--- Start of Provided records ---

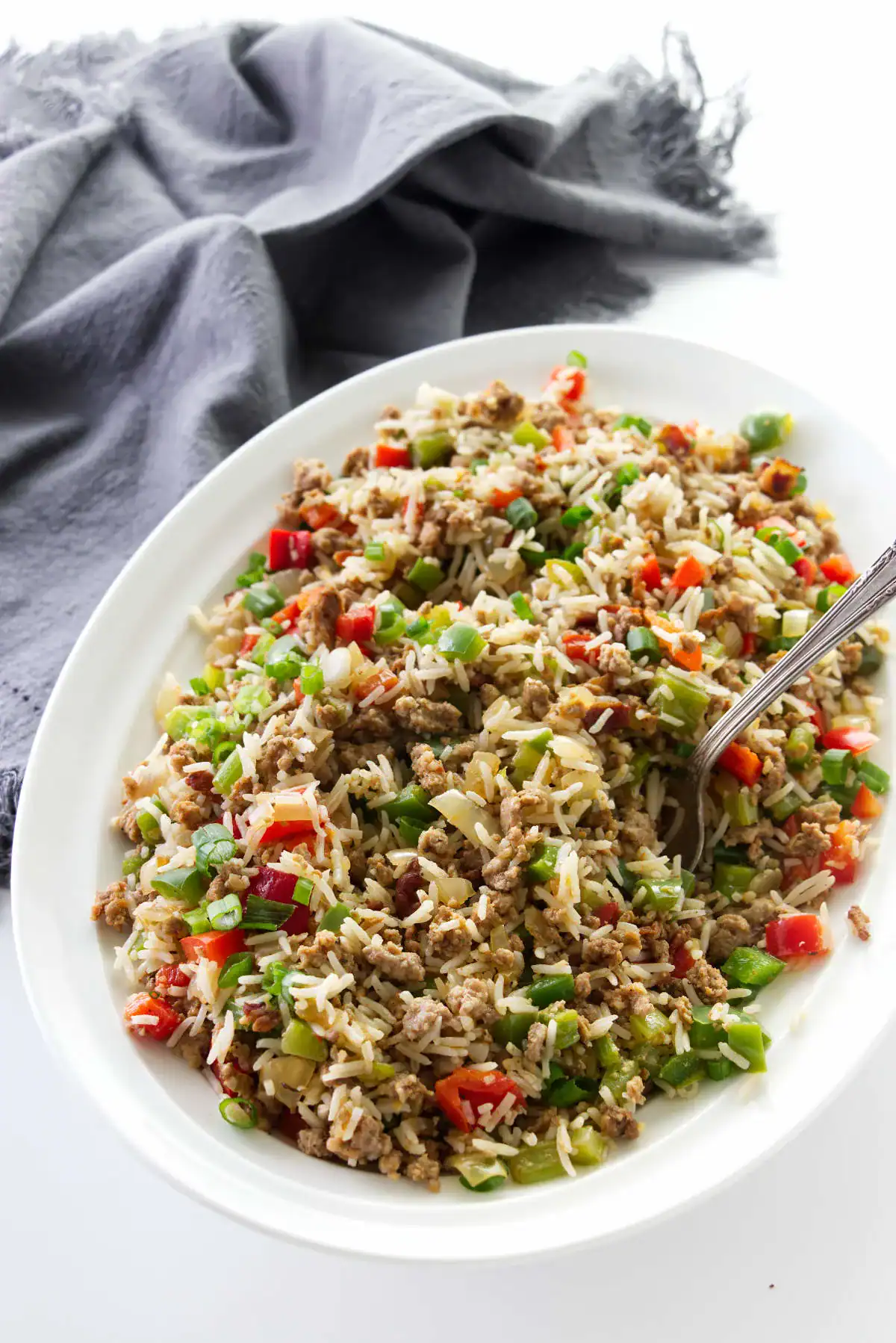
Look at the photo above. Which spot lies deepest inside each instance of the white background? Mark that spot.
(96, 1248)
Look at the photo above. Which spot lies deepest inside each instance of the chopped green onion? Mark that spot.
(240, 964)
(520, 513)
(300, 1041)
(550, 989)
(311, 678)
(635, 422)
(334, 919)
(527, 435)
(874, 777)
(225, 914)
(800, 745)
(642, 642)
(302, 890)
(264, 601)
(213, 844)
(576, 515)
(751, 967)
(179, 884)
(543, 863)
(433, 449)
(238, 1112)
(836, 766)
(265, 915)
(461, 642)
(765, 430)
(196, 920)
(521, 606)
(829, 595)
(426, 575)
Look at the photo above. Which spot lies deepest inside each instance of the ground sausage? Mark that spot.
(426, 715)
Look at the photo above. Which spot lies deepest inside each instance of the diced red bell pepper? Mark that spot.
(682, 961)
(373, 683)
(865, 804)
(281, 831)
(742, 762)
(356, 624)
(650, 575)
(272, 884)
(391, 454)
(848, 739)
(675, 439)
(462, 1094)
(795, 935)
(144, 1005)
(500, 498)
(837, 568)
(169, 977)
(289, 550)
(214, 946)
(688, 572)
(320, 515)
(840, 858)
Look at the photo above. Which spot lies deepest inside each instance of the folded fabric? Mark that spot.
(200, 232)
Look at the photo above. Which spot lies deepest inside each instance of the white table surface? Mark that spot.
(800, 1250)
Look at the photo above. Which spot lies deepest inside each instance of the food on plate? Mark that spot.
(396, 873)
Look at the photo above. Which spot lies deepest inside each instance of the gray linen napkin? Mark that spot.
(200, 232)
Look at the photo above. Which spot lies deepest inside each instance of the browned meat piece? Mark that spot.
(810, 840)
(428, 769)
(778, 478)
(709, 982)
(422, 1017)
(731, 931)
(615, 661)
(408, 890)
(504, 872)
(628, 1001)
(536, 698)
(615, 1122)
(113, 905)
(402, 967)
(314, 1143)
(423, 1170)
(860, 922)
(497, 407)
(435, 841)
(535, 1041)
(426, 715)
(316, 624)
(188, 813)
(514, 804)
(448, 942)
(358, 461)
(366, 1142)
(472, 999)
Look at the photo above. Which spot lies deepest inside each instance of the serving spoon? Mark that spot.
(867, 595)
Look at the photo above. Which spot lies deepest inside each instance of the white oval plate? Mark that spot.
(100, 720)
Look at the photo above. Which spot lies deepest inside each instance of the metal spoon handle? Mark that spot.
(875, 587)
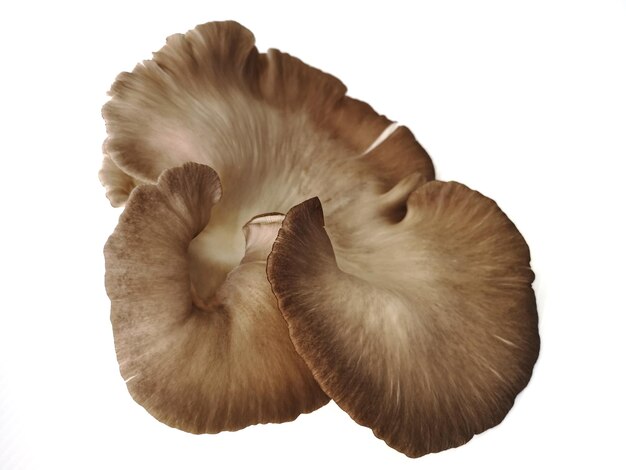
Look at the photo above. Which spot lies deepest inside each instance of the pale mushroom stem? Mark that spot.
(260, 235)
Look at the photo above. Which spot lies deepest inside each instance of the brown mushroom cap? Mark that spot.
(423, 327)
(210, 97)
(199, 366)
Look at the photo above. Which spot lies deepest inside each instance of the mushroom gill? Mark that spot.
(276, 131)
(423, 329)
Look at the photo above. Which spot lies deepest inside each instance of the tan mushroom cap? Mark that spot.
(203, 367)
(275, 130)
(423, 327)
(210, 97)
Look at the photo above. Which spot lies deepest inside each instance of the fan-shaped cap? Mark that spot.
(210, 97)
(423, 328)
(201, 365)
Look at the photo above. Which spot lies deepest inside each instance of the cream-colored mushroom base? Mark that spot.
(412, 309)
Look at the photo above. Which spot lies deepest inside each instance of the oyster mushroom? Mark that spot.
(192, 309)
(424, 328)
(199, 366)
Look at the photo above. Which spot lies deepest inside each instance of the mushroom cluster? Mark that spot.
(283, 244)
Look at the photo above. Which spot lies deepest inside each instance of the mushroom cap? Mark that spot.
(210, 97)
(424, 327)
(203, 367)
(277, 132)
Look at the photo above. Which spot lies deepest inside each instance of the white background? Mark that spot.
(524, 101)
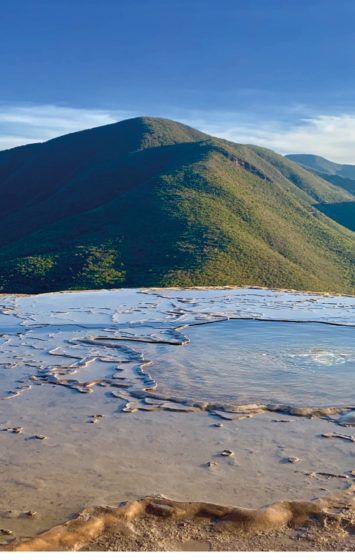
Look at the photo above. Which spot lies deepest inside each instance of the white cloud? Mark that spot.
(330, 136)
(34, 123)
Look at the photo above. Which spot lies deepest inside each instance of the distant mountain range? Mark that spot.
(152, 202)
(339, 174)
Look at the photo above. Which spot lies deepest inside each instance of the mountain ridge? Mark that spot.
(152, 202)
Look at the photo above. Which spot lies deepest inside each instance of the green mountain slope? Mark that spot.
(337, 174)
(323, 165)
(151, 202)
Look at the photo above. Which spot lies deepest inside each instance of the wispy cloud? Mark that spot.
(35, 123)
(331, 136)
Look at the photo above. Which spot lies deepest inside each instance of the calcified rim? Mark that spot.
(91, 522)
(144, 289)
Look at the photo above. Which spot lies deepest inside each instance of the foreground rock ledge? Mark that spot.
(163, 524)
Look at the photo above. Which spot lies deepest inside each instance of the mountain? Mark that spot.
(338, 174)
(323, 165)
(152, 202)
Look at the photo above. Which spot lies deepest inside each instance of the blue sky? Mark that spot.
(278, 73)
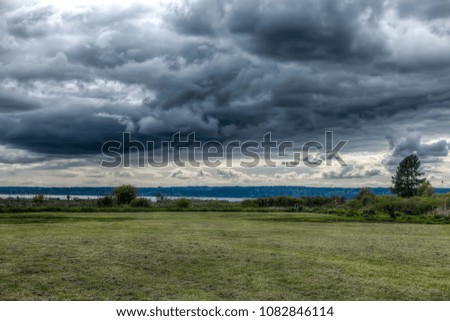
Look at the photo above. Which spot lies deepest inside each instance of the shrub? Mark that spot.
(105, 201)
(140, 202)
(183, 203)
(425, 189)
(124, 194)
(318, 201)
(38, 199)
(365, 196)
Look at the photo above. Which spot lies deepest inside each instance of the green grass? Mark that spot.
(219, 256)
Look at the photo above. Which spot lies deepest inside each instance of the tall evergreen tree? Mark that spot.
(406, 178)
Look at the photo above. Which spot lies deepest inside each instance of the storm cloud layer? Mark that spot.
(376, 73)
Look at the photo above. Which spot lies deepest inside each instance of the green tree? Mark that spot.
(124, 194)
(406, 178)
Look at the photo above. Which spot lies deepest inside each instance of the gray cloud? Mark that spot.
(72, 79)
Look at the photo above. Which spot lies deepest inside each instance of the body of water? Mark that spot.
(204, 192)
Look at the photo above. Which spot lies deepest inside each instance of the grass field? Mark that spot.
(219, 256)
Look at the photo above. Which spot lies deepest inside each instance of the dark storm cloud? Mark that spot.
(424, 9)
(411, 144)
(307, 30)
(228, 70)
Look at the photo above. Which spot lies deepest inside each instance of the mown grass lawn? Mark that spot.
(219, 256)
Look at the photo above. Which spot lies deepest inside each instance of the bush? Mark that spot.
(425, 189)
(140, 202)
(105, 201)
(38, 199)
(318, 201)
(183, 203)
(124, 194)
(365, 196)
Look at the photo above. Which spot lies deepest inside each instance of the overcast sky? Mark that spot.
(376, 73)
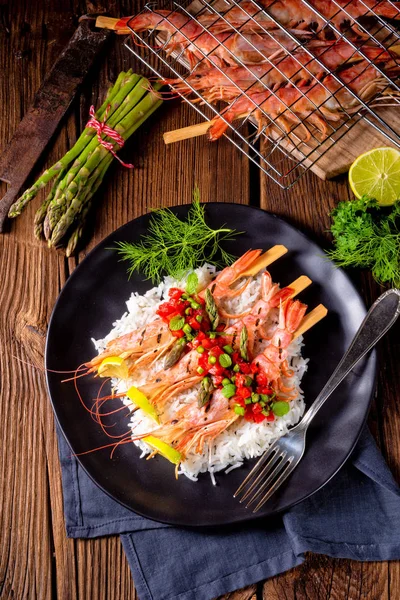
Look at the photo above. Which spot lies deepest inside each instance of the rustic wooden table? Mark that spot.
(36, 558)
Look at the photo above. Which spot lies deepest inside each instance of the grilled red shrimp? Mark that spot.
(356, 8)
(333, 55)
(274, 357)
(220, 286)
(290, 108)
(166, 384)
(294, 13)
(247, 18)
(142, 346)
(256, 319)
(193, 426)
(185, 33)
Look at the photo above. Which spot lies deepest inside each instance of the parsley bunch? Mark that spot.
(367, 235)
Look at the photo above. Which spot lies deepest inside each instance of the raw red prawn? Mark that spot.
(166, 384)
(220, 287)
(291, 314)
(192, 426)
(332, 54)
(141, 346)
(294, 13)
(247, 18)
(185, 33)
(256, 319)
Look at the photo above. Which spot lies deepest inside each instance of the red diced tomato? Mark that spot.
(244, 392)
(217, 369)
(194, 324)
(178, 333)
(216, 351)
(262, 379)
(240, 380)
(207, 343)
(263, 389)
(175, 293)
(259, 418)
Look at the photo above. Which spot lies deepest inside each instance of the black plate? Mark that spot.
(95, 295)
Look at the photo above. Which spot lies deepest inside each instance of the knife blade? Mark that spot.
(49, 106)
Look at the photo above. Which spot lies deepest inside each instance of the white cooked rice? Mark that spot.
(243, 439)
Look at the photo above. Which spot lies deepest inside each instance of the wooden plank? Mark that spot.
(307, 205)
(36, 558)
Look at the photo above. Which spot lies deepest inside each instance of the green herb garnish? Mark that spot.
(229, 390)
(366, 235)
(225, 361)
(174, 246)
(175, 353)
(212, 311)
(244, 336)
(207, 389)
(176, 323)
(191, 283)
(280, 408)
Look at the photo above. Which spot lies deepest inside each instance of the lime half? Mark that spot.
(377, 175)
(113, 366)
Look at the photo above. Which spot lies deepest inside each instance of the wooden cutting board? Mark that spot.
(336, 154)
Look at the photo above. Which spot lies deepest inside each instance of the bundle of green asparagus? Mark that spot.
(62, 216)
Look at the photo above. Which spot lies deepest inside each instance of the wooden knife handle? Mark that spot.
(49, 106)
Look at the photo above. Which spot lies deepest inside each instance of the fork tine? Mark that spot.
(269, 475)
(289, 466)
(269, 467)
(255, 469)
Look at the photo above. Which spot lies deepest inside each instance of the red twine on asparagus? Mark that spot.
(102, 127)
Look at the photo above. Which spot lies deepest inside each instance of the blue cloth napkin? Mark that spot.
(356, 515)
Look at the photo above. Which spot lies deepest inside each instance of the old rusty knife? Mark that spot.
(49, 106)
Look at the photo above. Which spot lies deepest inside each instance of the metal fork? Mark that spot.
(278, 462)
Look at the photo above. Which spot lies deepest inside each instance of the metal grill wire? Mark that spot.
(278, 142)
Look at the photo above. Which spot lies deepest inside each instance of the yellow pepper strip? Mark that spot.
(113, 366)
(142, 402)
(164, 449)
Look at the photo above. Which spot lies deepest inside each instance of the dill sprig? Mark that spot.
(174, 246)
(367, 235)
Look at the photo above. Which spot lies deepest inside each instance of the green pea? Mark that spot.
(229, 390)
(280, 408)
(225, 360)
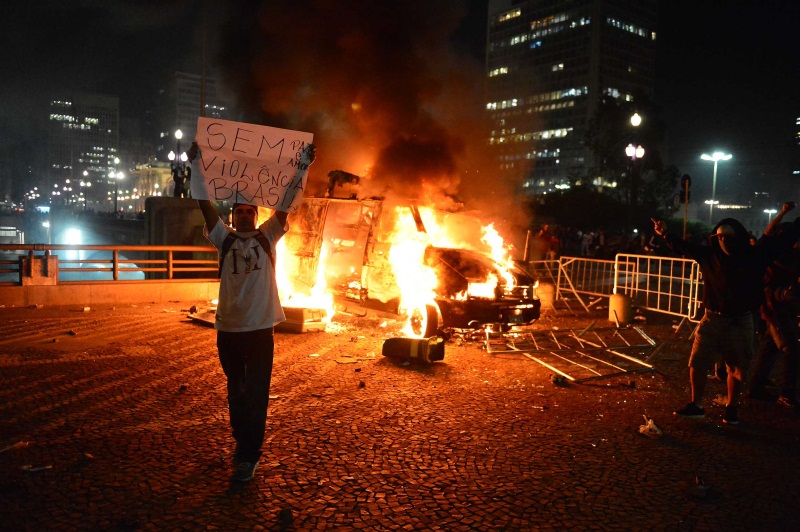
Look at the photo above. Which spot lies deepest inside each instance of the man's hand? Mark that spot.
(659, 227)
(193, 151)
(309, 154)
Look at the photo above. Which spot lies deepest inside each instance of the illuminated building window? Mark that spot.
(508, 15)
(630, 28)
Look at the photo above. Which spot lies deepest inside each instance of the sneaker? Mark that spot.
(692, 411)
(730, 417)
(245, 471)
(788, 402)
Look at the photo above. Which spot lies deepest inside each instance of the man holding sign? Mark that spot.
(248, 165)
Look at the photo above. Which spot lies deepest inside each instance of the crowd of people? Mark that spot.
(751, 302)
(549, 243)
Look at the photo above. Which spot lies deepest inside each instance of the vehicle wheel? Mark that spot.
(424, 322)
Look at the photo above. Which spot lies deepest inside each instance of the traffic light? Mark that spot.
(686, 182)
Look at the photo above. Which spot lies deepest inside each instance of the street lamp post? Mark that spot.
(716, 157)
(635, 153)
(115, 176)
(178, 165)
(769, 213)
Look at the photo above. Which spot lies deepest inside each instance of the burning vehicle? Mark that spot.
(405, 260)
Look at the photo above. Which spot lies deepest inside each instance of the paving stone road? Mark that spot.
(115, 419)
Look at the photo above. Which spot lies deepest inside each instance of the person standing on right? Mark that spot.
(733, 280)
(779, 311)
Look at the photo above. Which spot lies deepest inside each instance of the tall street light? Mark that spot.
(635, 153)
(178, 162)
(716, 157)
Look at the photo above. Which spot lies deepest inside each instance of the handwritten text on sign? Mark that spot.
(249, 163)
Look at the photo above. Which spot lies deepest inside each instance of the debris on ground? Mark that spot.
(699, 488)
(15, 446)
(650, 429)
(35, 469)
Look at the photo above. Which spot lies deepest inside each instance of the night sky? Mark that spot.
(726, 70)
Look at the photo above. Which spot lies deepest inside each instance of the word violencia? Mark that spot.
(262, 175)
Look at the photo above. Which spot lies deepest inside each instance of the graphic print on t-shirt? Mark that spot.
(246, 260)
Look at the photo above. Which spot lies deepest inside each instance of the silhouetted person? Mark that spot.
(733, 274)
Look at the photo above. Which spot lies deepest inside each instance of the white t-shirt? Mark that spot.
(248, 295)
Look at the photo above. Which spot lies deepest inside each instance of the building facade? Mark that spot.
(549, 63)
(187, 97)
(83, 150)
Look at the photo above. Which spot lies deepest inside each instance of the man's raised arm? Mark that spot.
(210, 213)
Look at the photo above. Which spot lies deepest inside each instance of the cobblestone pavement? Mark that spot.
(115, 419)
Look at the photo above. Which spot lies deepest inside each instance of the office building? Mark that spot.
(82, 151)
(179, 107)
(548, 64)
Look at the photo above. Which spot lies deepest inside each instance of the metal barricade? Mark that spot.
(585, 277)
(667, 285)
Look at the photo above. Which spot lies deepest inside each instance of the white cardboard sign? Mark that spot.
(249, 163)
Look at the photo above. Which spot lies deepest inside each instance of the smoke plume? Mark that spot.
(383, 89)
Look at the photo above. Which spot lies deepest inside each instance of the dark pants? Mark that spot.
(246, 359)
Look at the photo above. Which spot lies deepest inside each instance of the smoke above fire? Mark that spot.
(383, 89)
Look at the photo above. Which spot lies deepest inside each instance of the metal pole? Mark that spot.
(713, 192)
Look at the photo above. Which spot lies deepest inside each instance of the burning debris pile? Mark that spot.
(400, 128)
(435, 269)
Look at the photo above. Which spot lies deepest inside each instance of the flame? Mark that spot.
(317, 297)
(339, 267)
(499, 253)
(416, 281)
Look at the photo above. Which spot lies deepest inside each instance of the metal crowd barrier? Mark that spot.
(103, 263)
(660, 284)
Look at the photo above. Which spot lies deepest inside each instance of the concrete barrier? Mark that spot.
(100, 293)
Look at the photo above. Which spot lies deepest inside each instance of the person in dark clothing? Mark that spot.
(733, 275)
(178, 178)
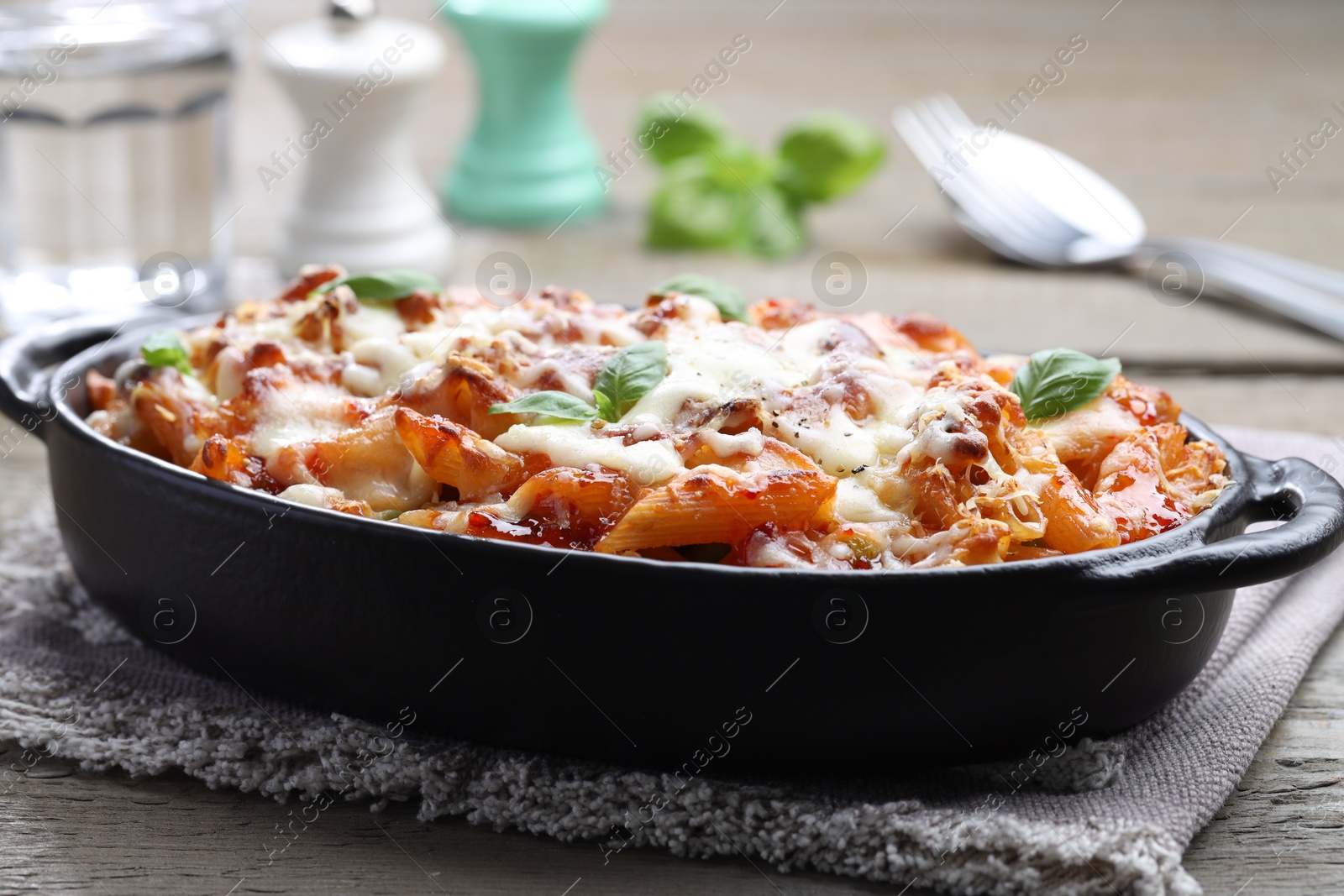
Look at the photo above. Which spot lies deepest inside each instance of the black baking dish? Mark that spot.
(638, 660)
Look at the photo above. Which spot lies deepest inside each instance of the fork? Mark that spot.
(1037, 206)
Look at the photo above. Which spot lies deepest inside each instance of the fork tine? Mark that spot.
(953, 112)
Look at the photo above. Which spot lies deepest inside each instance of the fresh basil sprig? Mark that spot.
(625, 379)
(719, 191)
(1059, 380)
(628, 376)
(729, 300)
(163, 348)
(386, 285)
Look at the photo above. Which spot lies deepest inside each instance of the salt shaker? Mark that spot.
(356, 78)
(528, 161)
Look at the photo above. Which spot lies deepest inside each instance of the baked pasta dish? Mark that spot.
(696, 427)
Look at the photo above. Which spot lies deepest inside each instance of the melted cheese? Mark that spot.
(299, 412)
(580, 445)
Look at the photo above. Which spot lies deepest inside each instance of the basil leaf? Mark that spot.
(1058, 380)
(729, 300)
(628, 376)
(776, 228)
(826, 156)
(163, 348)
(691, 208)
(605, 409)
(672, 134)
(385, 286)
(558, 405)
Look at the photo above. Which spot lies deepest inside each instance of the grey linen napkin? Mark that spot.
(1104, 817)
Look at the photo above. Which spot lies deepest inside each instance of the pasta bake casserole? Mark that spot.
(692, 429)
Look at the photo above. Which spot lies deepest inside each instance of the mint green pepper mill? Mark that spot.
(530, 161)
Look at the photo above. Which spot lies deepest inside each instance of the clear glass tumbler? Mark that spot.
(113, 156)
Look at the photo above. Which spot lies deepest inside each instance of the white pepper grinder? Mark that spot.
(356, 78)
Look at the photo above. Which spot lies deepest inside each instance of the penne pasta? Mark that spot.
(780, 437)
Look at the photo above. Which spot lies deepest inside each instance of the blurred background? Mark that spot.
(1183, 107)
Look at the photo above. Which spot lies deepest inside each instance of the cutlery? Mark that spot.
(1041, 207)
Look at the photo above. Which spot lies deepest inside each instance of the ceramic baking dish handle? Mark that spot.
(1308, 501)
(27, 359)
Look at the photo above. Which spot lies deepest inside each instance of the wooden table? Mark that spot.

--- End of Provided records ---

- Written problem: Convert the rows into a JSON list of strings, one string per line and no blank lines. Begin at the start of the rows, stop after the line that contains "(800, 1250)", and leave the pictures out.

- The completed task:
[
  "Look at the photo above. Which spot lies deepest inside each instance of the white background? Mark that spot.",
  "(96, 1248)",
  "Look at the photo above. Which spot lies deepest inside each instance of the chopped green onion? Mark that spot.",
  "(240, 964)",
  "(520, 513)",
  "(300, 1041)",
  "(550, 989)",
  "(311, 678)",
  "(635, 422)",
  "(334, 919)",
  "(527, 435)",
  "(874, 777)",
  "(225, 914)",
  "(800, 745)",
  "(642, 642)",
  "(302, 890)",
  "(264, 601)",
  "(213, 844)",
  "(576, 515)",
  "(751, 967)",
  "(179, 884)",
  "(543, 863)",
  "(433, 449)",
  "(238, 1112)",
  "(836, 766)",
  "(265, 915)",
  "(461, 642)",
  "(765, 430)",
  "(196, 920)",
  "(521, 606)",
  "(829, 595)",
  "(426, 575)",
  "Look at the photo above. Which spot lies deepest inside each instance of the ground sausage? Mark that spot.",
  "(426, 715)",
  "Look at the photo above. Which spot lies deepest inside each instance of the diced red bell pepper? Mark that spot.",
  "(682, 961)",
  "(373, 683)",
  "(865, 804)",
  "(281, 831)",
  "(742, 762)",
  "(356, 624)",
  "(650, 575)",
  "(272, 884)",
  "(391, 454)",
  "(848, 739)",
  "(675, 439)",
  "(462, 1094)",
  "(795, 935)",
  "(144, 1005)",
  "(500, 498)",
  "(837, 568)",
  "(169, 977)",
  "(289, 550)",
  "(214, 946)",
  "(688, 572)",
  "(320, 515)",
  "(840, 858)",
  "Look at the photo above. Which spot lies deepest inside each instance of the folded fabric? Mark that spot.",
  "(200, 232)",
  "Look at the photo above. Which spot lies deepest inside each instance of the white table surface? Mark that spot.",
  "(800, 1250)"
]